--- BEGIN DATA FOR THIS TASK ---

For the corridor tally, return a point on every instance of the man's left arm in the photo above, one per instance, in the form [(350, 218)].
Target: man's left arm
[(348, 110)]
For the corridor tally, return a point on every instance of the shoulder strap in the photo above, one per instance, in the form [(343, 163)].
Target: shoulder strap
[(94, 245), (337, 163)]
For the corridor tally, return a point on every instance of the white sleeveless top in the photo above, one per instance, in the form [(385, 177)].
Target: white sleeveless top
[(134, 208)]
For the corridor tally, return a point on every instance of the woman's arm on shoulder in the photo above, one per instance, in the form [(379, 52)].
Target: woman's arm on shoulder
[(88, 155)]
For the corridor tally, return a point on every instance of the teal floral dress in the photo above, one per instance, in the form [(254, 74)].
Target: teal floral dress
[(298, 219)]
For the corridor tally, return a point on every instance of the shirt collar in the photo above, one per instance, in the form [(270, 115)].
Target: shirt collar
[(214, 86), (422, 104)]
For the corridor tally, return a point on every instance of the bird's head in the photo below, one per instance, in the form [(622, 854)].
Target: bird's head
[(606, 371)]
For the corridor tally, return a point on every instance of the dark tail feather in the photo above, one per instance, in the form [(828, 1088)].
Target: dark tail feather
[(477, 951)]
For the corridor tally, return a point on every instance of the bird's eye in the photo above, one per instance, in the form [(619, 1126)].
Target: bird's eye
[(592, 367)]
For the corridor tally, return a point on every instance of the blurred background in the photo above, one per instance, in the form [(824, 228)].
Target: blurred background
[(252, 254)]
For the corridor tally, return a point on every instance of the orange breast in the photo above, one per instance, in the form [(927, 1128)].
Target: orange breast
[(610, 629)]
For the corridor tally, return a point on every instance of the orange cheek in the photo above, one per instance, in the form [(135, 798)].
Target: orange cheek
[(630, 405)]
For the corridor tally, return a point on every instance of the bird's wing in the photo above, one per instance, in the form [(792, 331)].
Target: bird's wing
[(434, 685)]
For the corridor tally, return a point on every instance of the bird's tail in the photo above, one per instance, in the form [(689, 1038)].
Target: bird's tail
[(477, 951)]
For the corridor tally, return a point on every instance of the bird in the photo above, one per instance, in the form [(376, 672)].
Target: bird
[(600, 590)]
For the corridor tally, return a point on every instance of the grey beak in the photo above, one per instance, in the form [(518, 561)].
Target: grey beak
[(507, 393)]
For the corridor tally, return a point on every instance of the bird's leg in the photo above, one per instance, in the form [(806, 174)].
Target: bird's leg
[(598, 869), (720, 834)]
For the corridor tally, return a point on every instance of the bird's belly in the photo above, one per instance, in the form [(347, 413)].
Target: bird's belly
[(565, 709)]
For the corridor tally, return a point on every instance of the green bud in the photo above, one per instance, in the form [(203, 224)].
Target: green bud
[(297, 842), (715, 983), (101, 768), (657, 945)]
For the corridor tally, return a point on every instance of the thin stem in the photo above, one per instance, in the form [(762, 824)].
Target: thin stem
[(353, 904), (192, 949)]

--- END DATA FOR THIS TASK ---

▶ _TASK INSTRUCTIONS_: Convert the records from their first line up to and including the line that contains "[(592, 367)]" into a JSON list of strings, one string per line. Omit any blank lines.

▶ _TASK RESULT_:
[
  "For the corridor tally, return a point on every instance of the man's left arm in the photo above, one per instance, in the form [(350, 218)].",
  "Target: man's left arm",
  "[(348, 110)]",
  "For the corridor tally, return a point on every instance of the shoulder strap in the photo above, one per instance, in the form [(343, 163)].",
  "Target: shoulder strap",
  "[(94, 245), (337, 163)]",
  "For the corridor tally, return a point on every instance of the white sleeveless top in the photo above, one per instance, in the form [(385, 177)].",
  "Target: white sleeveless top",
  "[(134, 208)]",
  "For the corridor tally, return a point on every instance of the woman's arm on shoulder in the photo above, one per instance, in the form [(379, 52)].",
  "Target: woman's arm on shoulder",
  "[(88, 155)]",
  "For the corridor tally, return a point on every instance of the teal floral dress in the photo above, one per instance, in the form [(254, 74)].",
  "Target: teal floral dress",
  "[(298, 219)]",
  "For the corridor tally, return a point on every instance of the shirt collar in the photo above, one per instance, in the form [(270, 115)].",
  "Target: shirt collar",
  "[(214, 86), (422, 104)]",
  "For the corridor tally, return a point on every instance of the bird's head in the photo below, one per instance, in the form [(622, 854)].",
  "Target: bird's head",
  "[(606, 371)]",
  "For the corridor tally, return a point on every instance of the dark tail feather in the photo above, one per instance, in the form [(828, 1088)].",
  "Target: dark tail feather",
  "[(477, 951)]",
  "For the corridor tally, return a point on every instance of the bird's eye in the photo above, one per instance, in the form [(619, 1126)].",
  "Target: bird's eye",
  "[(592, 367)]"
]